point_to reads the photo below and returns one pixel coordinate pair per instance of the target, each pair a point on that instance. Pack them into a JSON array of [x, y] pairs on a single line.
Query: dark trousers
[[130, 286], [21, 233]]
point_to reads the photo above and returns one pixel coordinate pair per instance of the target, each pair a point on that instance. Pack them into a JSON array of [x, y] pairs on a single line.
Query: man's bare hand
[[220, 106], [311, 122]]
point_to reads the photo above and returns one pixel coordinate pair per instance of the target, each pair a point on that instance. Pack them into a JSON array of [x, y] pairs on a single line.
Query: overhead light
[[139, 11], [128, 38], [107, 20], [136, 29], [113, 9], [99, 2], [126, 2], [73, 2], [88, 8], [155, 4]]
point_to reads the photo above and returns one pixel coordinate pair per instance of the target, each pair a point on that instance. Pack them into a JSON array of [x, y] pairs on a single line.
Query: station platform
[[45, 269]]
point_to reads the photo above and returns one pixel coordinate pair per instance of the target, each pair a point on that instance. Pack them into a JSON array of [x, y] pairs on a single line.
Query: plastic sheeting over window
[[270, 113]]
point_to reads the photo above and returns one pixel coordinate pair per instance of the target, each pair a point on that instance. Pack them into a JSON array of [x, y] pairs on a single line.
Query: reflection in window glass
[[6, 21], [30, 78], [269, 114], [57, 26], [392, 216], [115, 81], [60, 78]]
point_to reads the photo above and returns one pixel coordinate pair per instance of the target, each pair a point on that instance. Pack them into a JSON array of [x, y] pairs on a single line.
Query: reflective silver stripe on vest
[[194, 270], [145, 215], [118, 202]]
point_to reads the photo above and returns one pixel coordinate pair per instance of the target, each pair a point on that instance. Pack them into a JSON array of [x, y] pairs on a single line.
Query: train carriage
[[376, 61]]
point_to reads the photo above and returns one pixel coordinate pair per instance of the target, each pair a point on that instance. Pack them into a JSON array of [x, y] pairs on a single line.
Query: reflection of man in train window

··········

__What you will do__:
Set out all of the lines above as a numbered list, leaving out any blank lines.

__Correct result__:
1. point_to reads the photo below and returns one pixel coordinate pair per instance of the target, each pair a point on that instance. Pack them into a JSON array of [x, y] pairs on a single line.
2. Query: dark trousers
3. [[130, 286], [21, 233]]
4. point_to reads the photo above and returns one pixel coordinate pair per instance of the target, each pair a point on that instance. Pack them into a JSON array of [x, y] pairs on a single line.
5. Query: man's bare hand
6. [[220, 106], [311, 122]]
7. point_to reads the photo above and returns one pixel coordinate pair per instance of the target, each pair a point on that instance. Pack them into a JSON array of [x, y] pairs on a single line.
8. Query: overhead light
9. [[139, 11], [128, 38], [107, 20], [136, 29], [113, 9], [99, 2], [126, 2], [73, 2], [88, 8], [155, 4]]
10. point_to reads the photo above and returns one pixel coordinate pair per instance of the target, each pair a point on that instance. Pack them into a JSON array of [x, y] pairs on a single line.
11. Query: station platform
12. [[45, 269]]
13. point_to reads the photo above and returns one pixel coordinate pair per instance of the target, each pair a point on that instance. Pack them into a JSON array of [x, y] pairs on a single line.
14. Query: plastic sheeting over window
15. [[270, 113]]
16. point_to reads the photo above and returns one pixel coordinate pair per instance of the target, each pair a point on that instance. Pack them into a JSON array of [x, y] pairs on a single line.
17. Query: reflection in window glass
18. [[6, 21], [30, 78], [269, 114], [57, 26], [392, 216], [115, 81], [60, 78]]
19. point_to reads the photo above and returns one pixel coordinate pair per instance of the target, each pair a point on that instance. Pack them into a JSON array of [x, y] pairs on a single line.
20. Query: reflective silver stripe on vest
21. [[194, 270], [145, 215], [118, 202]]
22. point_to reads the photo above and returns one pixel coordinate pair per instance of the target, each pair a point on that instance. Pack them into a JSON array of [x, y] pairs on a single line.
23. Query: train carriage
24. [[376, 61]]
25. point_to reads the photo above and returns one pixel coordinate pair per instance of the target, each pair a point on that instance. Pack them into a JSON array of [x, y] pairs on a single line.
26. Query: reflection of man in train window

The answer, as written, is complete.